문제:
아래 항목을 모두 다시 쓰되 "photo"만 "image"(으)로 바꾸고 나머지는 그대로 두세요. 그림은 답에 넣지 마세요.

이미지 점 표시 항목:
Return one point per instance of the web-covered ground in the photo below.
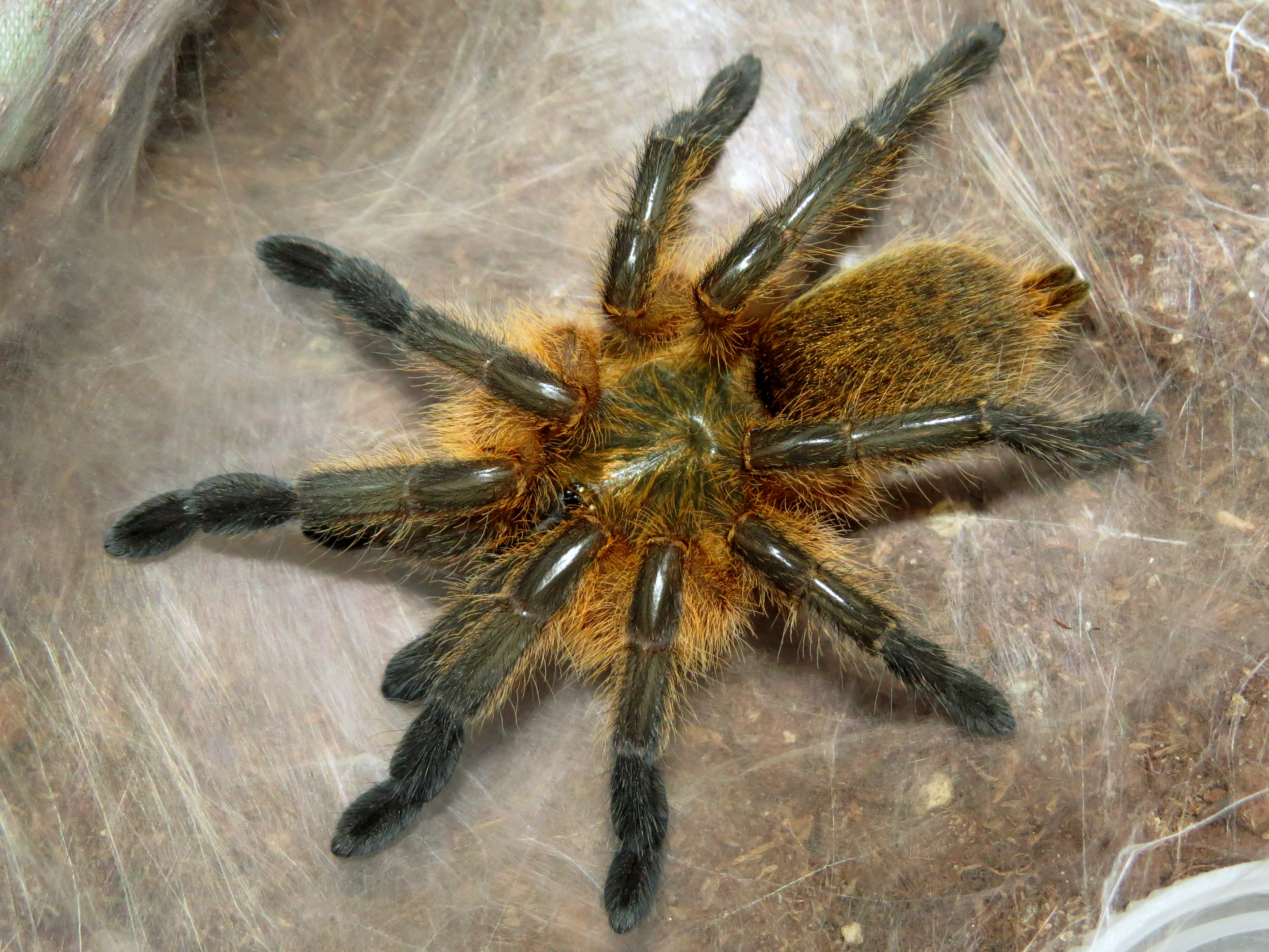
(178, 737)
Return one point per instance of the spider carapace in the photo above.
(626, 490)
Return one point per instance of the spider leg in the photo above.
(486, 640)
(640, 812)
(851, 171)
(677, 158)
(341, 508)
(921, 664)
(924, 431)
(231, 504)
(374, 296)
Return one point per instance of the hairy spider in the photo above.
(627, 494)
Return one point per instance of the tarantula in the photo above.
(627, 494)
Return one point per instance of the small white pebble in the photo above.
(937, 793)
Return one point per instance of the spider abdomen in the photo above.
(924, 323)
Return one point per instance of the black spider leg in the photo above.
(639, 807)
(1102, 438)
(423, 505)
(231, 504)
(239, 503)
(411, 671)
(677, 158)
(374, 296)
(486, 638)
(921, 664)
(851, 172)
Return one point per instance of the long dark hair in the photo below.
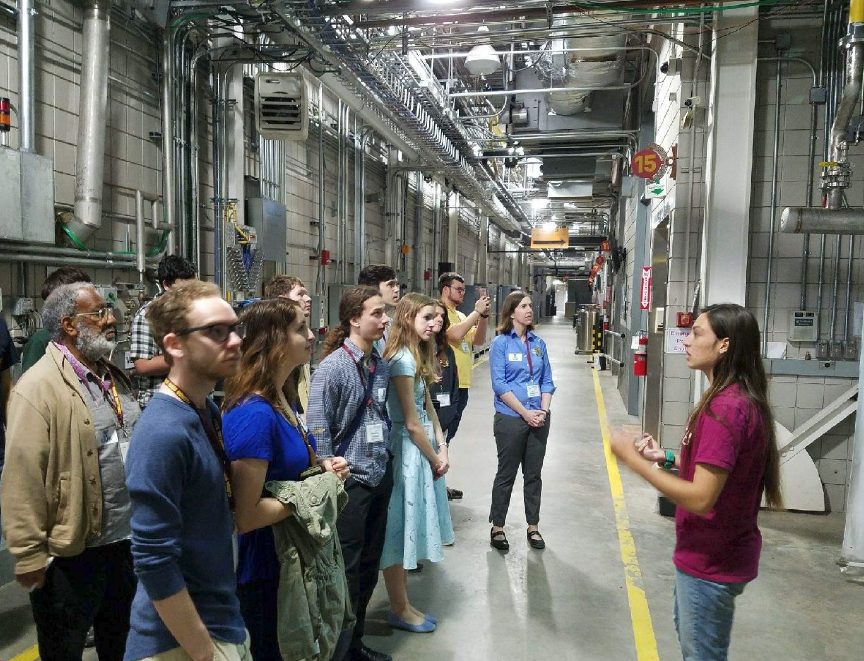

예상 답안:
Return one point per instance of the web-covered ground in the image below.
(178, 737)
Return one point per instance of the spider carapace in the image above.
(626, 490)
Return one point per instance of the spider leg in the image above.
(486, 640)
(640, 812)
(851, 171)
(677, 158)
(341, 508)
(921, 664)
(924, 431)
(231, 504)
(374, 296)
Return one point per instance of the hairy spider in the image above.
(627, 494)
Return one point per instance of the tarantula in the image above.
(627, 494)
Return one point per instance of the small white pebble in the image above.
(937, 793)
Return one point per instance of the spider abdomen in the image above.
(924, 323)
Return one point per instance of the black spider leg in the image above.
(639, 807)
(1102, 438)
(423, 505)
(231, 504)
(239, 503)
(411, 671)
(677, 158)
(374, 296)
(486, 638)
(921, 664)
(851, 172)
Return one point per instance of the long dark hair in the image below.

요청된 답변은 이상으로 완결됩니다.